Exercise prompt. Exactly the lines from the one containing "rough mask: <svg" through the end of the entries, both ends included, are to be output.

↓

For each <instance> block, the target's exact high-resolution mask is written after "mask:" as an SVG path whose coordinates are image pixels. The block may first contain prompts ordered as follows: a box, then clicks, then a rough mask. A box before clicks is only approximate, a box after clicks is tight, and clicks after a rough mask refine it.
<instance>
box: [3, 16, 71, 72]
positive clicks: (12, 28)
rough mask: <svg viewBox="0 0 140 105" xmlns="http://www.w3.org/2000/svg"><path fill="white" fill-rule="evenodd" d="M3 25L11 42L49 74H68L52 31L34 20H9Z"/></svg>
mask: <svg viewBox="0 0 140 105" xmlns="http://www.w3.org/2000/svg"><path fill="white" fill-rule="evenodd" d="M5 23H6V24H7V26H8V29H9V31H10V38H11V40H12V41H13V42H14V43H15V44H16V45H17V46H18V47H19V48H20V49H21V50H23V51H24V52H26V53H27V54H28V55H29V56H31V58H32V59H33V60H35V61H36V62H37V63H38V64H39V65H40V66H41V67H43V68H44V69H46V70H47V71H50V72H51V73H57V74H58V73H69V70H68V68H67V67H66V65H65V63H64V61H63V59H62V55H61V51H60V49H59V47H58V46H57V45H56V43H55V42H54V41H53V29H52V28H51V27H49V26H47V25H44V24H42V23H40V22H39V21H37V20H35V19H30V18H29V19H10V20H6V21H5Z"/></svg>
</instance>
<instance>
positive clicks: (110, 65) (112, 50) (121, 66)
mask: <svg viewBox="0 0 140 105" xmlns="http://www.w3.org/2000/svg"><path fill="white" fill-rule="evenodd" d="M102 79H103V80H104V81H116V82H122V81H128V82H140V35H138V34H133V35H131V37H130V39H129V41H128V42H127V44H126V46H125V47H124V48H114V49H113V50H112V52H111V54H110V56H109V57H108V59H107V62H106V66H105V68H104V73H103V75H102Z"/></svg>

↑

Solution for this exercise.
rough mask: <svg viewBox="0 0 140 105" xmlns="http://www.w3.org/2000/svg"><path fill="white" fill-rule="evenodd" d="M3 25L11 42L49 74H68L52 31L34 20H9Z"/></svg>
mask: <svg viewBox="0 0 140 105" xmlns="http://www.w3.org/2000/svg"><path fill="white" fill-rule="evenodd" d="M5 23H6V24H7V26H8V29H9V31H10V38H11V40H12V41H13V42H14V43H15V44H16V45H17V46H18V47H19V48H20V49H21V50H23V51H24V52H26V53H27V54H28V55H29V56H31V58H32V59H33V60H35V61H36V62H37V63H38V64H39V65H40V66H41V67H43V68H44V69H46V70H47V71H50V72H51V73H57V74H58V73H69V70H68V68H67V67H66V65H65V63H64V61H63V59H62V55H61V51H60V49H59V47H58V46H57V45H56V43H55V42H54V41H53V29H52V28H51V27H49V26H47V25H44V24H42V23H40V22H39V21H37V20H35V19H30V18H29V19H10V20H6V21H5Z"/></svg>
</instance>
<instance>
positive clicks: (110, 65) (112, 50) (121, 66)
mask: <svg viewBox="0 0 140 105" xmlns="http://www.w3.org/2000/svg"><path fill="white" fill-rule="evenodd" d="M102 79H103V80H104V81H116V82H122V81H128V82H140V35H138V34H133V35H131V37H130V39H129V41H128V42H127V44H126V46H125V47H124V48H114V49H113V50H112V52H111V54H110V56H109V57H108V59H107V62H106V66H105V68H104V73H103V75H102Z"/></svg>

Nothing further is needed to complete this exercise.